» WHAT THE TASK ASKS: Using only the entries below, output the lines starting at the one containing "Give the mask of every instance of the distant" and ending at the one containing "Give the mask of every instance of the parquet", exactly and inclusive of both, omitting the pictures.

** Opening DATA PROVIDED block **

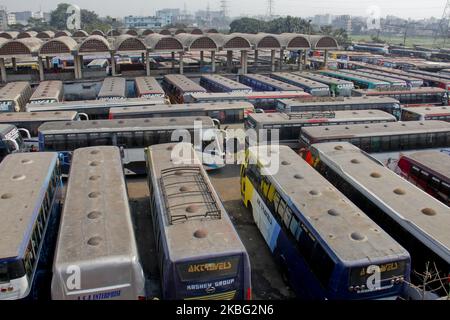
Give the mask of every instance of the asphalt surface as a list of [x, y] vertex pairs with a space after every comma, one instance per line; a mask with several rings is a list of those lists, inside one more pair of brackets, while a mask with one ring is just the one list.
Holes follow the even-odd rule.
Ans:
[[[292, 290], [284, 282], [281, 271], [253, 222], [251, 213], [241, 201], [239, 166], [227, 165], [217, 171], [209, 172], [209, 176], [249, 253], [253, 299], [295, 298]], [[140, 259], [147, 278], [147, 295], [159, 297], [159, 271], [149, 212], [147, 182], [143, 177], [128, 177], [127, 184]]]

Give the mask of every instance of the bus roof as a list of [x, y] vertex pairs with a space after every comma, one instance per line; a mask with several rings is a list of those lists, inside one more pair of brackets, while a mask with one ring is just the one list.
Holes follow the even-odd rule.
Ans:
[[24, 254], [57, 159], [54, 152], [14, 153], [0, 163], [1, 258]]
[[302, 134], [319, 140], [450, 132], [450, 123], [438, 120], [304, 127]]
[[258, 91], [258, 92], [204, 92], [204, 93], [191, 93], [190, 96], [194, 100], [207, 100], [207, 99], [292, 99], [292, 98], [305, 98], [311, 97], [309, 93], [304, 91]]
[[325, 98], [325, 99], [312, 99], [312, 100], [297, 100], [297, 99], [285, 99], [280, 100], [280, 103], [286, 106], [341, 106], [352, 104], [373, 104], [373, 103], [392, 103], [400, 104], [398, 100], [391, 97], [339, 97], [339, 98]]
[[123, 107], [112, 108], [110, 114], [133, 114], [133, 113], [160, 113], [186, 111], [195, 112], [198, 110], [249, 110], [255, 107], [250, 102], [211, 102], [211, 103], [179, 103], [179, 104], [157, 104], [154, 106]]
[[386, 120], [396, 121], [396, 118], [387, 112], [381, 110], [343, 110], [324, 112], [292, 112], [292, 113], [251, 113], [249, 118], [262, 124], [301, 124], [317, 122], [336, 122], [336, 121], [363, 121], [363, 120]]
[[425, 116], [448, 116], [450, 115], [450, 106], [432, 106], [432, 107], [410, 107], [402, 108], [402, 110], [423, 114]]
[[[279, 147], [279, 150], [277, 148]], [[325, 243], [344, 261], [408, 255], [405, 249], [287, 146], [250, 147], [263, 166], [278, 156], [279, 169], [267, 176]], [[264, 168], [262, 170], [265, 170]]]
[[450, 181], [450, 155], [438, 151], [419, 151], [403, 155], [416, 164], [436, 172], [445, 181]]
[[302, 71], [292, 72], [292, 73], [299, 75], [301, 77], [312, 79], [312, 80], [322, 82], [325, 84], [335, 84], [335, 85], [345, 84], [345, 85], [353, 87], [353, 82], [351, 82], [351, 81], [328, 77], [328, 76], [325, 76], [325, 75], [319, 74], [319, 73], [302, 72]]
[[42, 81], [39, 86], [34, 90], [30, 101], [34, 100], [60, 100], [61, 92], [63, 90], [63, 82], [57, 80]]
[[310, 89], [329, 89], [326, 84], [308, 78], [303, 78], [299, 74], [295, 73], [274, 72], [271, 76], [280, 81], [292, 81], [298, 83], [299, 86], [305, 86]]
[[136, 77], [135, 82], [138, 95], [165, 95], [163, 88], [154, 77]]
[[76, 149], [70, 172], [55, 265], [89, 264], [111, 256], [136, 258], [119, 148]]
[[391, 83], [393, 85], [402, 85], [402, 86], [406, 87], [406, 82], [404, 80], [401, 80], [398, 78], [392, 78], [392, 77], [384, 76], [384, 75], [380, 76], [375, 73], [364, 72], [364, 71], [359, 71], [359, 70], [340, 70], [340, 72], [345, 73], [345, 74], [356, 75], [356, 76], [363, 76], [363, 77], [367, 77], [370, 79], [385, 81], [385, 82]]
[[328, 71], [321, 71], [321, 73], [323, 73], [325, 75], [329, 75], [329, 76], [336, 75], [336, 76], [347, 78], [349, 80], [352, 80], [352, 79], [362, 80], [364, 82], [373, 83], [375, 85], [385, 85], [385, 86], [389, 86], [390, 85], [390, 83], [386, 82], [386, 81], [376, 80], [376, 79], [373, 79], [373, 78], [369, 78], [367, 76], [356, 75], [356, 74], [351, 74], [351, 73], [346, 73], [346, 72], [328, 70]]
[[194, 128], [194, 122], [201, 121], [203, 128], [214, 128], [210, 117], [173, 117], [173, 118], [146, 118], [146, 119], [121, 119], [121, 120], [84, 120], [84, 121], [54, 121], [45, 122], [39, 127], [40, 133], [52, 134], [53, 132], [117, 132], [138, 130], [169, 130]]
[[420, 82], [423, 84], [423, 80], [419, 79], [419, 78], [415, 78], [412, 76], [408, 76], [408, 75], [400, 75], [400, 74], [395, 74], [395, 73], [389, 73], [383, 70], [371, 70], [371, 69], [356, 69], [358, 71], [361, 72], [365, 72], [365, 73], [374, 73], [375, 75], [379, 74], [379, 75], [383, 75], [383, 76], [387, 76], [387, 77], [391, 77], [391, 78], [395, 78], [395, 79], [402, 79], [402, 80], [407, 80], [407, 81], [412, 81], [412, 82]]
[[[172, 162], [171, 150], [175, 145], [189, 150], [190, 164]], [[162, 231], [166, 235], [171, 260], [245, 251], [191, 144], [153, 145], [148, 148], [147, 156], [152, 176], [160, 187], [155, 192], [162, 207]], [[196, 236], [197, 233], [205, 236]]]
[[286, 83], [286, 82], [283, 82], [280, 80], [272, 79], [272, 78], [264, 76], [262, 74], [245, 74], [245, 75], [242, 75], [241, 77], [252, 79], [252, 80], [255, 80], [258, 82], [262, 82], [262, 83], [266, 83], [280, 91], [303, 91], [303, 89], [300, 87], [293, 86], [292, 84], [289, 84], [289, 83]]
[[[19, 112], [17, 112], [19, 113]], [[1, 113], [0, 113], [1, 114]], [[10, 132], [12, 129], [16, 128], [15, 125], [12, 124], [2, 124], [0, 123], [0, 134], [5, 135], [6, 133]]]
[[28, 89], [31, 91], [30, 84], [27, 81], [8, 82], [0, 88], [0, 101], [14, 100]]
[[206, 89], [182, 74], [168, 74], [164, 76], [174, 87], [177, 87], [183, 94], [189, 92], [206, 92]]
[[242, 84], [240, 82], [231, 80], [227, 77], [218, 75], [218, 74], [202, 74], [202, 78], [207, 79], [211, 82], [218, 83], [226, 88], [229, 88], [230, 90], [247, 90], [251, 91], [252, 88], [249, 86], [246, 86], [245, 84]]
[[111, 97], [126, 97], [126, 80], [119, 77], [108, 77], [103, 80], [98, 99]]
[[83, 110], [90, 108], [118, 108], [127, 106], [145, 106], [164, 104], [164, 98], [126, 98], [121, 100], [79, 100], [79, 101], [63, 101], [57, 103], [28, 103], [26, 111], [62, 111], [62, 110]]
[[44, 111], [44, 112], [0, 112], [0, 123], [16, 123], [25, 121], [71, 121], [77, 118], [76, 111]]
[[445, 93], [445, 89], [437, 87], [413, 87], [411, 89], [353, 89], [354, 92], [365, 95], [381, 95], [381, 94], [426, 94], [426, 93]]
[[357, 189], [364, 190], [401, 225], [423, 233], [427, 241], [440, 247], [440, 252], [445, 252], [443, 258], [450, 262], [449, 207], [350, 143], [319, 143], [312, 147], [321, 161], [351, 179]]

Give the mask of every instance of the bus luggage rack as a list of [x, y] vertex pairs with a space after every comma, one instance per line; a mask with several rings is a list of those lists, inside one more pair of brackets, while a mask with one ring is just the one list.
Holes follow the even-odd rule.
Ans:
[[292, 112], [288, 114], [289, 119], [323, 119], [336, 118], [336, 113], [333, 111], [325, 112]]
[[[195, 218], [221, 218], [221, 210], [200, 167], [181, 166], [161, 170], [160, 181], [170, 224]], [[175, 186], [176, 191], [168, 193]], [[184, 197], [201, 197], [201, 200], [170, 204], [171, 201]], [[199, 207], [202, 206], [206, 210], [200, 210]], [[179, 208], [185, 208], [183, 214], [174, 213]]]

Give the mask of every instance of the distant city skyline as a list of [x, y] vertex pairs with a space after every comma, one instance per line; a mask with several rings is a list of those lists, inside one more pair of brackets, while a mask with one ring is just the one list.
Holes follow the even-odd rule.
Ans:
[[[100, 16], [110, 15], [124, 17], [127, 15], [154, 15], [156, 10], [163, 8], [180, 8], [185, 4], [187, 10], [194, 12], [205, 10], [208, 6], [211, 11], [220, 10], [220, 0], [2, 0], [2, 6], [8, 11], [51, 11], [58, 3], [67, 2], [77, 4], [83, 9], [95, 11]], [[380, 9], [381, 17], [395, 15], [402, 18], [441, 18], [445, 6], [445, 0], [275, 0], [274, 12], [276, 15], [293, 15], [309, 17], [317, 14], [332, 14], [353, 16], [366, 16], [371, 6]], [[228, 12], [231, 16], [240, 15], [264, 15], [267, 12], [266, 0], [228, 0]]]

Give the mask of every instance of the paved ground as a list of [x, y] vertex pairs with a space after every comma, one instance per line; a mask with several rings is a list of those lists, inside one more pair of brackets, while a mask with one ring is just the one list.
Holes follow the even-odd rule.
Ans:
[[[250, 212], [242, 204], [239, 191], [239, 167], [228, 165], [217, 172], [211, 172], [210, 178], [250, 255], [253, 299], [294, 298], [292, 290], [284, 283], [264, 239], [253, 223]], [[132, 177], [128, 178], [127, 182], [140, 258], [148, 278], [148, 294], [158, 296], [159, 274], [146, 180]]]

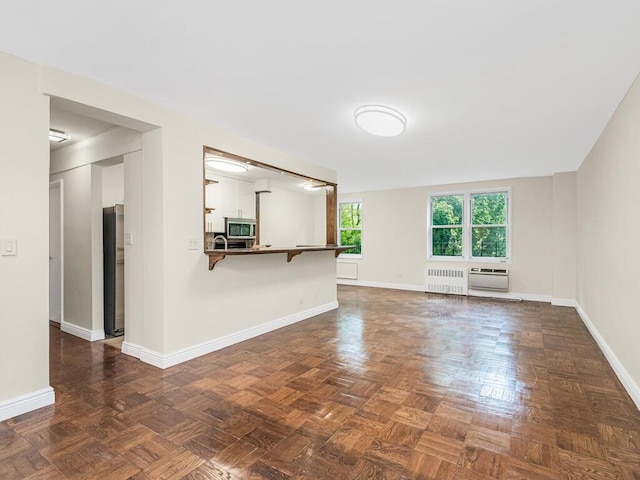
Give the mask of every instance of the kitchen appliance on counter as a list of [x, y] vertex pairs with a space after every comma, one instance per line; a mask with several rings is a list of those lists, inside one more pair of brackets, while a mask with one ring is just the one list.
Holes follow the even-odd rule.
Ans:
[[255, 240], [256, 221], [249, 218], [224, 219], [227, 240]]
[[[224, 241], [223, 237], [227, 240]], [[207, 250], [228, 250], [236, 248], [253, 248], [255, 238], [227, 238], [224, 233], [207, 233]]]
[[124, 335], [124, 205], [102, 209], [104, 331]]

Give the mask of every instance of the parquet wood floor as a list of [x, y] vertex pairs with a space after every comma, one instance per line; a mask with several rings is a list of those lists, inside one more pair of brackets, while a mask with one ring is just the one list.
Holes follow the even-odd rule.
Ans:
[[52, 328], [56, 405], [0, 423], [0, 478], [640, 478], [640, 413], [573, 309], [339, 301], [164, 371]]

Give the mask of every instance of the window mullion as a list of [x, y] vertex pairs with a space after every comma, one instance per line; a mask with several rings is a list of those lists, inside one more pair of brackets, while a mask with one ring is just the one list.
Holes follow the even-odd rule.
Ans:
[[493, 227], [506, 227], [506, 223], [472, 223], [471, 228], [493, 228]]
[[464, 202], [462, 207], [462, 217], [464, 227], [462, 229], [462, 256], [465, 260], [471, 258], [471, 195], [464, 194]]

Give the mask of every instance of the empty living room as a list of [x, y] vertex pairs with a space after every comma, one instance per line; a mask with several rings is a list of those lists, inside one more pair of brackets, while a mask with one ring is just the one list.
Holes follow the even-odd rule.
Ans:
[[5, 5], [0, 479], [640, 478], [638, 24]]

** Closing DATA PROVIDED block **

» RESULT BELOW:
Give the mask of every instance of the distant city skyline as a list of [x, y] vertex pairs with a space after every comma, one instance per line; a mask with several rings is a list of those lists, inside one more pair of brackets, while a mask with one ring is just the one list.
Holes follow the even-odd rule.
Ans:
[[[100, 16], [110, 15], [124, 17], [127, 15], [154, 15], [156, 10], [163, 8], [180, 8], [185, 4], [187, 10], [194, 12], [205, 10], [208, 6], [211, 11], [220, 10], [220, 0], [2, 0], [2, 6], [8, 11], [51, 11], [58, 3], [67, 2], [77, 4], [83, 9], [95, 11]], [[380, 9], [381, 17], [395, 15], [402, 18], [441, 18], [445, 6], [445, 0], [275, 0], [274, 12], [276, 15], [293, 15], [309, 17], [317, 14], [332, 14], [353, 16], [366, 16], [371, 6]], [[228, 12], [231, 16], [240, 15], [264, 15], [267, 12], [266, 0], [228, 0]]]

Give the mask of every instance of the paved ground as a list of [x, y] vertex pairs with a space after every comma, one instance per line; a mask with several rings is a list of those lists, inside one more pair of brackets, while a mask with one ring is just the one list.
Holes follow the even-odd rule.
Ans:
[[[250, 212], [242, 204], [239, 191], [239, 167], [228, 165], [217, 172], [211, 172], [210, 178], [250, 255], [253, 299], [294, 298], [292, 290], [284, 283], [264, 239], [253, 223]], [[132, 177], [128, 178], [127, 182], [140, 258], [148, 278], [148, 294], [158, 296], [159, 274], [146, 180]]]

Give the mask of every instance of the kitchen appliance on counter as a list of [x, y] vertex pairs with a space after every comma, one instance per line; a mask with several rings is a list of those lists, inside one more pair of brackets, while a mask with one ring is just the one list.
Holes follow the even-odd rule.
Ans:
[[255, 240], [256, 221], [249, 218], [224, 219], [227, 240]]
[[[224, 241], [223, 237], [227, 240]], [[207, 250], [228, 250], [236, 248], [253, 248], [255, 238], [227, 238], [224, 233], [207, 233]]]
[[124, 335], [124, 205], [102, 209], [104, 331]]

Give the mask of every instance of the parquet wood floor as a list of [x, y] vertex pairs with a space after every comma, one instance per line; a mask with several rings is a list of those lists, inside one more pair of brackets, while a mask with one ring is just the one list.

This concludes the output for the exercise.